What to do:
Format every line of the entries below as a JSON list of strings, one string per line, with blank lines left out. Omit the pictures from your answer.

Data listing:

· · · · ·

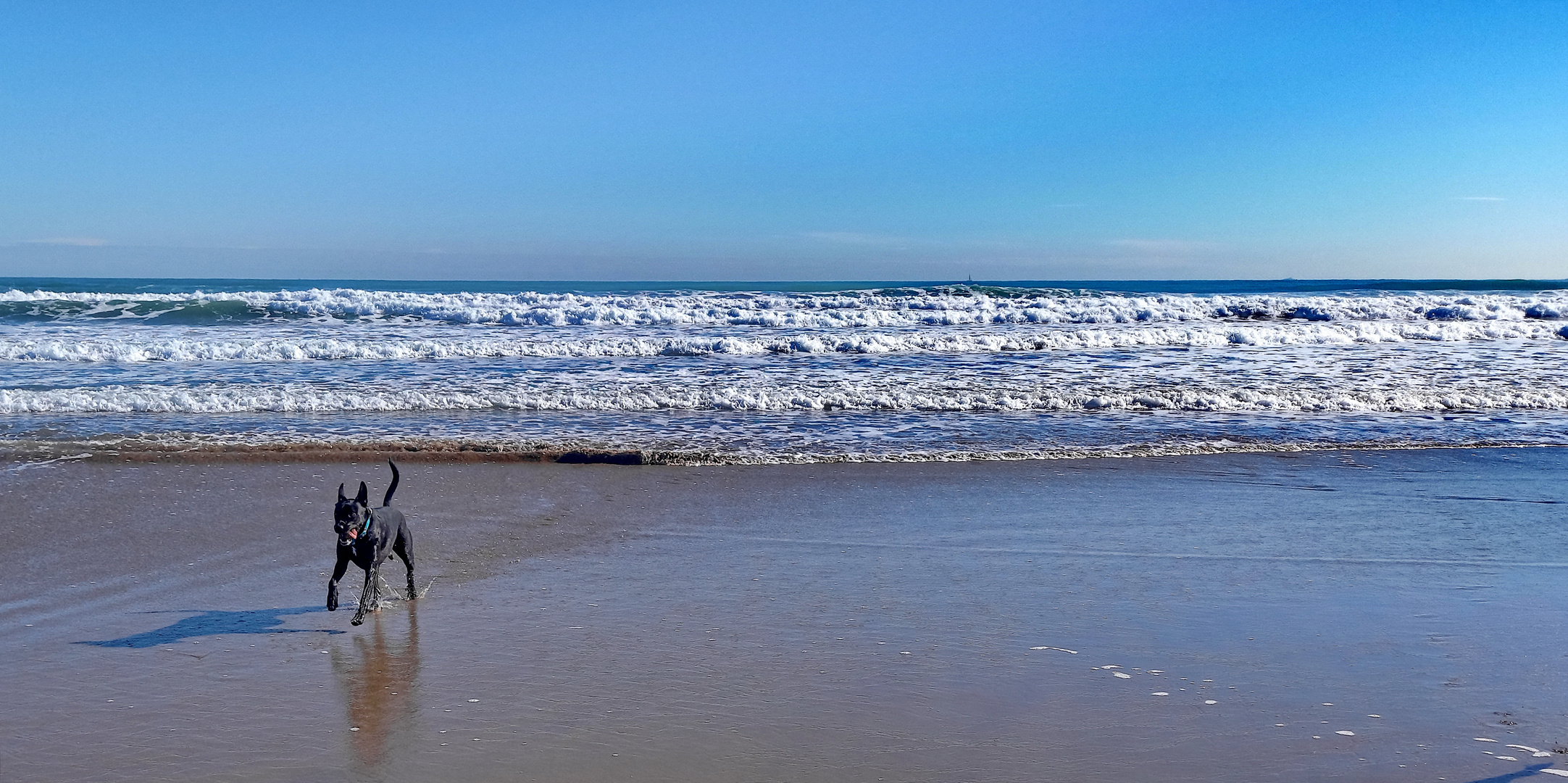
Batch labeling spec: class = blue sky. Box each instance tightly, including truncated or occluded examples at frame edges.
[0,0,1568,279]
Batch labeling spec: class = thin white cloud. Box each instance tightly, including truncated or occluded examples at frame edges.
[801,231,909,245]
[1106,239,1220,256]
[22,237,108,248]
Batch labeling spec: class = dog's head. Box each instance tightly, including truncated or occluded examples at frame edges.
[333,481,370,546]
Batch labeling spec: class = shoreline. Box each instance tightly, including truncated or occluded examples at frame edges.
[0,439,1568,468]
[9,449,1568,783]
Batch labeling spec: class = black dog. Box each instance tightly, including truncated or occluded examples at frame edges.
[326,460,419,624]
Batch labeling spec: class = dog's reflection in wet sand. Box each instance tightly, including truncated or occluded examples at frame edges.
[333,604,419,766]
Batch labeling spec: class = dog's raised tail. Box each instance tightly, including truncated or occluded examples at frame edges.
[381,460,399,505]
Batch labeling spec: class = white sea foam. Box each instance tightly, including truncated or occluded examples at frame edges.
[9,289,1568,328]
[0,380,1568,414]
[0,320,1561,362]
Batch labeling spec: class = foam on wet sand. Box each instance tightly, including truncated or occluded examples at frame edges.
[9,449,1568,782]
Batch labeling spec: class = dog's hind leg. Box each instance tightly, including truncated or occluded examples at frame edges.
[392,524,419,601]
[348,566,381,626]
[326,551,348,612]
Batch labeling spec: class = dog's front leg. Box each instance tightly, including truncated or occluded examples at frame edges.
[326,550,348,612]
[348,565,381,626]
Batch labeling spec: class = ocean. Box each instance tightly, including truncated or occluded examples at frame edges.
[0,278,1568,465]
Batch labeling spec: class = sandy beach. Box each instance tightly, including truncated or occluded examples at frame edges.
[0,449,1568,782]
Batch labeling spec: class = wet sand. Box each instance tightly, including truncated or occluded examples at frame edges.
[0,449,1568,782]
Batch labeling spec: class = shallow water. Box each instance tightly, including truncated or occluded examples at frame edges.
[0,449,1568,782]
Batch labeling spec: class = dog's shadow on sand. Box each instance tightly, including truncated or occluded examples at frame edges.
[75,605,346,648]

· · · · ·

Completed exercise:
[
  "Batch labeling spec: class = blue sky. Box each instance tightly, including truncated or occluded examples at frame edges.",
  "[0,0,1568,279]",
  "Batch labeling spec: class = thin white cloud. Box each instance tightly, including truncated or occluded examples at frame edges.",
  "[801,231,909,245]",
  "[1106,239,1220,256]",
  "[22,237,108,248]",
  "Batch labeling spec: class = dog's head. Box each instance tightly, including truncated or occluded examples at frame edges.",
  "[333,481,370,546]",
  "Batch labeling spec: class = shoreline. Box each instance tightly, including truncated or occluded examples at frame edges.",
  "[0,439,1568,468]",
  "[9,449,1568,783]",
  "Batch labeling spec: class = black dog. Box each instance tightly, including truncated or occluded examples at frame edges.",
  "[326,460,419,624]",
  "Batch labeling spec: class = dog's reflection in wet sand. Box each instance tightly, including truncated or occluded examples at frame edges.",
  "[333,604,419,766]",
  "Batch labeling spec: class = dog's raised tail. Box each instance tightly, including truncated or occluded examples at frame edges.",
  "[381,460,399,505]",
  "Batch labeling spec: class = white sea foam. Box each instance tightly, including truncated or occluded examples at frame edges.",
  "[9,289,1568,328]",
  "[0,380,1568,414]",
  "[0,320,1561,362]",
  "Batch labeling spec: class = foam on wet sand. Box each instance tightly, including truncated or occluded examples at frame edges.",
  "[9,449,1568,782]",
  "Batch labeling spec: class = dog's hind leg. Box each instance tightly, including truncated or occluded examples at frame edges.",
  "[392,524,419,601]",
  "[348,566,381,626]",
  "[326,551,348,612]",
  "Batch labeling spec: class = dog's front leg. Box each instance tightly, including truncated or occluded examples at frame edges.",
  "[326,550,348,612]",
  "[348,565,381,626]",
  "Batch labeling spec: class = ocean. Box each instance tightly, including truncated or occluded examples at frame edges.",
  "[0,278,1568,465]",
  "Batch labeling spec: class = sandy beach. Box each instance tightly, including truncated or occluded examples at frame edges.",
  "[0,449,1568,782]",
  "Batch labeling spec: class = wet sand. Box each instance tightly, including truncated or occluded examples at frame edges.",
  "[0,449,1568,782]",
  "Batch labeling spec: class = shallow water. Box each instance tightly, including truncated or occluded examples at frame edges.",
  "[0,449,1568,782]",
  "Batch labeling spec: class = dog's shadow on sand. Box each instance tightly, including truncated or occluded examples at frame edges.",
  "[75,605,346,648]"
]